== Stated goal ==
Render the records below as a two-column CSV with the header instruction,points. Use one row per record, with the record's text under instruction and its answer under points. Quote both fields and replace line breaks with spaces.

== Entries ==
## begin
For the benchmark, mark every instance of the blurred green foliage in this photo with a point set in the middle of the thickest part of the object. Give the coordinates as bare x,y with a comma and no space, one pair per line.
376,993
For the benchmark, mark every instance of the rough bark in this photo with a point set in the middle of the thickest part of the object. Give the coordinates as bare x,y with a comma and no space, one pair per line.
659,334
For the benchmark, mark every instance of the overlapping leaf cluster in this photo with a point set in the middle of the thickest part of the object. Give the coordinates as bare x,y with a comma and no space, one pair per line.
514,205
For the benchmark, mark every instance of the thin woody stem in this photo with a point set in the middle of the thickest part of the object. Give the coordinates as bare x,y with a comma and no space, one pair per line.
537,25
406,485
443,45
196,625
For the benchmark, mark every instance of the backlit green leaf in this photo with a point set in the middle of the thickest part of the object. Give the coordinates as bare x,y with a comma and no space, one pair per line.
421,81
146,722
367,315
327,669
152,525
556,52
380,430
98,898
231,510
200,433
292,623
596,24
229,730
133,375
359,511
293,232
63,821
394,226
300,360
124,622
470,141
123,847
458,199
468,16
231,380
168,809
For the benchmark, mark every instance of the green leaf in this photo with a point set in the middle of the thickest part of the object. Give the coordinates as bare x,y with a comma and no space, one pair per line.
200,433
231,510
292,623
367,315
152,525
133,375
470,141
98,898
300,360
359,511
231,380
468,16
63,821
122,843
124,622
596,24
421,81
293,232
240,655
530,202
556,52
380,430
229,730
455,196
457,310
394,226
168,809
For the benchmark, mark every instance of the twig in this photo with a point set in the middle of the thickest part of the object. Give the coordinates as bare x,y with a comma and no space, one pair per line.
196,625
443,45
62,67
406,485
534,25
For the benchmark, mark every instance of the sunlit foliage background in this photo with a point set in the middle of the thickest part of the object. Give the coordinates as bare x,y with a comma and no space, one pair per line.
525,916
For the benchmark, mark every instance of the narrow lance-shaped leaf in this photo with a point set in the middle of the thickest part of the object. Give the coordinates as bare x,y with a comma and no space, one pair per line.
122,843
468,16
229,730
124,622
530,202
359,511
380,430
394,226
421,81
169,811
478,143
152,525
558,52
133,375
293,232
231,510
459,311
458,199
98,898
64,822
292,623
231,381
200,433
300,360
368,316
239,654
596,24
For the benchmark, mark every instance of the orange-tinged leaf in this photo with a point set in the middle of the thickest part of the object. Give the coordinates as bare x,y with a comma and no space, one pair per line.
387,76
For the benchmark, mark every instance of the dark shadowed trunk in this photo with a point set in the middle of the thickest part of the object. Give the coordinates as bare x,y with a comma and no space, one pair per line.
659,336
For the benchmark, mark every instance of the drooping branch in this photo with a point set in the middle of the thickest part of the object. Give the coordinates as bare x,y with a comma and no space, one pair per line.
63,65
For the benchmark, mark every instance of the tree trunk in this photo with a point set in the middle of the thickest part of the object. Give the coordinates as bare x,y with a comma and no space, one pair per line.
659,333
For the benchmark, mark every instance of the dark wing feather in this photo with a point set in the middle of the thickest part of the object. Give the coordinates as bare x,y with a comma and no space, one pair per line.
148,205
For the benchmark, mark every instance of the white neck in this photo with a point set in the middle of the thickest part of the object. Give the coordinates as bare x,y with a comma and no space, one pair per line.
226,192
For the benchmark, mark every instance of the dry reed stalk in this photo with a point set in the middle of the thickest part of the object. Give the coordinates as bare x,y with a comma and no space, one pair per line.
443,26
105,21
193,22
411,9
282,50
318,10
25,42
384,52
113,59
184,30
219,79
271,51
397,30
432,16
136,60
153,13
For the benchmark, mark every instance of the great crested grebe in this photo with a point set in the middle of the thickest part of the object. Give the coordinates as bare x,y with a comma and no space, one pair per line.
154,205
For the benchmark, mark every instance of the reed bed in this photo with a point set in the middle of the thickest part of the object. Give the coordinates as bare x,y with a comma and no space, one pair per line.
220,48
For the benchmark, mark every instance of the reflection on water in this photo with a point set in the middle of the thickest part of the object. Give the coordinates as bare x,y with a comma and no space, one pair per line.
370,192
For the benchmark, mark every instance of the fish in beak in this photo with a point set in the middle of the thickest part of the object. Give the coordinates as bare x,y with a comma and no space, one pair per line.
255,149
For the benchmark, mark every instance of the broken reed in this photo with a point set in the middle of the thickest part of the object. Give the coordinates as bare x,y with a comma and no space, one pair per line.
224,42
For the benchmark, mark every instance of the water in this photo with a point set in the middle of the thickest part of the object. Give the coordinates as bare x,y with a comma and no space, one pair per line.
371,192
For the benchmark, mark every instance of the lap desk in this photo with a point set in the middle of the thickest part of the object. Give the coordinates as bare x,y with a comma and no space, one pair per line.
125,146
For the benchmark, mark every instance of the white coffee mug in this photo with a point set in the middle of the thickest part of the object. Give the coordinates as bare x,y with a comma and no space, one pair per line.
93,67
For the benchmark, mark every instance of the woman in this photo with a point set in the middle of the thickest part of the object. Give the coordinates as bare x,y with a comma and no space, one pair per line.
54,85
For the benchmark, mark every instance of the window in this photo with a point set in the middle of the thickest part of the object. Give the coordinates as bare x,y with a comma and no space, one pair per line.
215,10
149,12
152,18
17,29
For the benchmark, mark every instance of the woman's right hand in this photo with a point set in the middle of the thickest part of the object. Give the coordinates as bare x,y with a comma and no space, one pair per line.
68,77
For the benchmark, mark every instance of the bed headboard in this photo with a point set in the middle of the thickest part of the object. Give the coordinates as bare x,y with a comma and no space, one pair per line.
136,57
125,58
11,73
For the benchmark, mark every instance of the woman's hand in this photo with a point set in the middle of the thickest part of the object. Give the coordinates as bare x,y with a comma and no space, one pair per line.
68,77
## end
== Result below ==
instruction,points
"For the benchmark, mark every instance of the blurred green foliage in this photo with a point set in the middle of the thickest part of the object. Give the coordinates as bare x,y with a comma and no space, one pair per line.","376,993"
"For the benchmark, mark every instance of the rough bark in this photo with a point set in the middle of the thickest part of the object. Give the coordinates as bare x,y with a comma and no space, one pair per line.","659,334"
"For the benchmark, mark every instance of the overlapping leaf cluster in this photo with a point set in the middle of the thickest part of the object. Give the coordinates as bare x,y with a comma and no space, one pair per line.","514,205"
"For the benchmark, mark every instance of the thin woody stem in this photo with a point set in the middle of the thickest part of the object. Give the coordinates as bare x,y with a comma and no space, one pair per line.","537,25 406,485 443,45 196,625"
"For the benchmark, mark every instance of the backlit green leaf in this photo with a point set in the middle of the thickest part of the object. Give the coordinates as bare x,y with a comma and no space, one pair per line.","421,81 146,722 367,315 327,669 152,525 556,52 380,430 98,898 231,510 200,433 292,623 596,24 229,730 133,375 359,511 293,232 63,821 394,226 300,360 124,622 470,141 123,847 458,199 468,16 231,380 168,809"
"For the benchmark, mark every instance of the green leaf in this photo with a point set in the middle of the thickest part of the object. Give the coordinates as bare x,y with a comma and no space, one pair per line.","200,433 231,510 292,623 367,315 152,525 133,375 470,141 98,898 300,360 359,511 231,380 468,16 63,821 122,843 124,622 596,24 421,81 293,232 240,655 530,202 556,52 380,430 229,730 455,196 457,310 394,226 168,809"
"For the benchmark, mark every instance of the twig in this photo with a point set in the middle of the thickest part of the object. Give the coordinates as bare x,y with a comma and no space, one pair per line.","196,625 443,45 62,67 406,485 534,25"
"For the benchmark, mark every instance of the sunlit foliage background in this photo with a point set in the middle of the thickest part of the object. Give the coordinates as bare x,y with a comma and no space, one pair per line.","525,916"
"For the benchmark, mark every instance of the narrow lance-shaped leaf in this photo with a point set in the middle of the thickest part of the object. Give the coordinates as bare x,y with a comma and no space, one pair per line.","122,843 468,16 229,730 124,622 530,202 359,511 380,430 394,226 421,81 169,811 478,143 152,525 558,52 133,375 293,232 231,510 459,311 458,199 98,898 64,822 292,623 231,381 200,433 300,360 368,316 239,654 596,24"
"For the benchmark, mark every instance of the orange-tinged leaf in this photo with a point set in the middle of the thickest part of the object. Give the coordinates as bare x,y with a comma and no space, one pair per line.","387,76"
"For the benchmark, mark every instance of the dark shadowed trunk in this photo with a point set in the middle of the thickest part of the object. Give the coordinates as bare x,y with a comma and no space, one pair per line.","659,336"
"For the benchmark, mark every instance of the drooping branch in this photo with a point set in the middle of the thickest part of the object. Give the coordinates as bare x,y with a comma and no space, one pair per line.","63,65"
"For the benchmark, mark every instance of the tree trunk in this photo with a point set in the middle of the thickest part of the object. Give the coordinates as bare x,y with a comma and no space, one pair per line.","659,333"
"For the benchmark, mark every instance of the dark wing feather in this photo with a point set in the middle of the thickest part of the object. Give the coordinates as bare x,y with a comma and no space, one pair per line.","148,205"
"For the benchmark, mark every instance of the white neck in this photo with a point set in the middle of the thickest part of the object. Give the coordinates as bare x,y with a comma and no space, one pair per line.","226,192"
"For the benchmark, mark every instance of the dry reed stalk in this photo with a point set in the middle of the thickest part of the object. Give the coordinates as bare x,y with a comma and no space, one pair per line.","443,26 105,21 193,22 411,9 282,50 318,10 25,42 384,52 113,59 184,30 219,79 271,51 397,30 432,16 136,60 153,13"
"For the benchmark, mark every instance of the great crested grebe in this photo with a point set in the middle of the thickest part of the object. Give the coordinates as bare x,y with a comma and no space, one pair per line.","154,205"
"For the benchmark, mark every instance of the reed bed in this photo with a point set in the middle of the thickest part of the object. Give the coordinates as bare x,y with a comma and no space, one pair per line.","220,48"
"For the benchmark, mark every instance of the reflection on water in this photo with a point set in the middle of the thickest part of the object. Give the coordinates as bare x,y with a comma and no space, one pair per line.","370,192"
"For the benchmark, mark every instance of the fish in beak in this photo with a point set in the middle of the thickest part of the object. Give the coordinates as bare x,y with a comma and no space, one pair per line.","255,149"
"For the benchmark, mark every instance of the broken reed in this photo with a point set in the middle of the thickest part of the object. Give the coordinates as bare x,y with a comma and no space, one pair per line.","224,42"
"For the benchmark, mark every instance of the water in this photo with a point set in the middle of the thickest part of the object. Give the coordinates as bare x,y with a comma and no space, one pair per line.","371,192"
"For the benchmark, mark every instance of the lap desk in this photo with a point set in the middle of the thickest part of the object. Give the coordinates as bare x,y with a comma and no space, one pair per line.","125,146"
"For the benchmark, mark every instance of the white coffee mug in this photo with a point set in the middle of the thickest part of the object. Give the coordinates as bare x,y with a comma and no space, one pair per line.","93,67"
"For the benchmark, mark every instance of the woman in this photo with a point set in the middle of the thickest part of the object. Give the coordinates as bare x,y with a comma and no space, one pair per line.","54,85"
"For the benchmark, mark every instance of the window in this photo with a point set in the middle of the thickest part of the object. Give the coordinates as bare x,y with a comma and no space, one pair per line.","215,10 149,12 152,18 17,29"
"For the benchmark, mark every instance of the woman's right hand in this photo with a point set in the middle of the thickest part of the object. Give the coordinates as bare x,y with a comma and no space, one pair per line.","68,77"
"For the benchmark, mark every instance of the bed headboard in this photo with a point set in the middle of the thickest part of the object. Give the coordinates as bare x,y with a comma and no space, one pair per line.","136,57 125,58 11,73"
"For the benchmark, mark every instance of the woman's hand in this photo with a point set in the middle of the thickest part of the object. Give the coordinates as bare x,y with a comma and no space, one pair per line.","68,77"